A l’heure où j’écris ces lignes, on ne sait pas qui de Jean-François Copé, François Fillon ou Al Gore a gagné l’élection. On attend la Floride. Mais au fond, peu importe ; certes, j’imagine bien que les éditorialistes les plus brillants, les plus fins, les plus « lapins dans le chapeau » trouveront qu’en fait, dans le fond du fond, en dernière analyse, malgré les a priori, contre tous les jugements un peu lourdauds, un peu simplets, à rebours de ce que vous auriez pu penser, vous, pauvres idiots de non-initiés, triples buses que vous êtes, le vrai vainqueur authentiquement authentique de cette élection à l’UMP, c’est François Hollande ; ils vous démontreront sans contradictions, que le seul gagnant, eh bien c’est Nicolas Sarkozy ; qu’en fait, par un coup de billard à trois bandes, c’est Jean-Marc Ayrault, voire Alain Juppé ou même Ludovic, de Danse avec les Stars ; et pourtant, je persiste à penser que non, le seul et grand gagnant de cette soirée ambiance Abidjan sous Laurent Gbagbo, c’est uniquement et simplement Jean-François Copé.

----

* **Défi**: Poursuivez le texte sur l'élection à l'UMP, en reprenant juste après sa dernière phrase.

* **Lignes de données**:
----

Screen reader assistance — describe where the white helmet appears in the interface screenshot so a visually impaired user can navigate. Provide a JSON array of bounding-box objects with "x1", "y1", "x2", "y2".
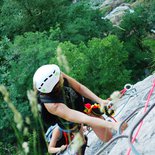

----

* **Réponse écrite**:
Ah mon Dieu ? C’est un article pro-Copé ? Je suis sur le site du Figaro ? Non : rassurez vous. Je m’explique. Quand j’étais petit, en classe, se trouvait comme camarade d’école, parmi nous, écoliers minuscules, un certain F., qui passait son temps à bavarder, en cours. Le professeur se retournait, vraiment furieux. Tout le monde regardait F. Le professeur faisait un regard menaçant vers F. F. ne bronchait pas. Mais, passé un temps, F., avec un aplomb incroyable, souriait, et désignait un gros à lunettes comme unique coupable, derrière lui, passant superbement au travers des gouttes de la colère divine, enracinant l’idée de son innocence intrinsèque de gentil et méritant petit F., et ce, par un seul regard d’indignation outrée.
Personne n’a jamais trouvé F. vraiment sympathique. On ne le détestait pas non plus. Il nous charmait plutôt, nous épatait même, franchement. Car voilà : le cynisme et l’absence de scrupules ont la savoureuse odeur des parfums envoûtants.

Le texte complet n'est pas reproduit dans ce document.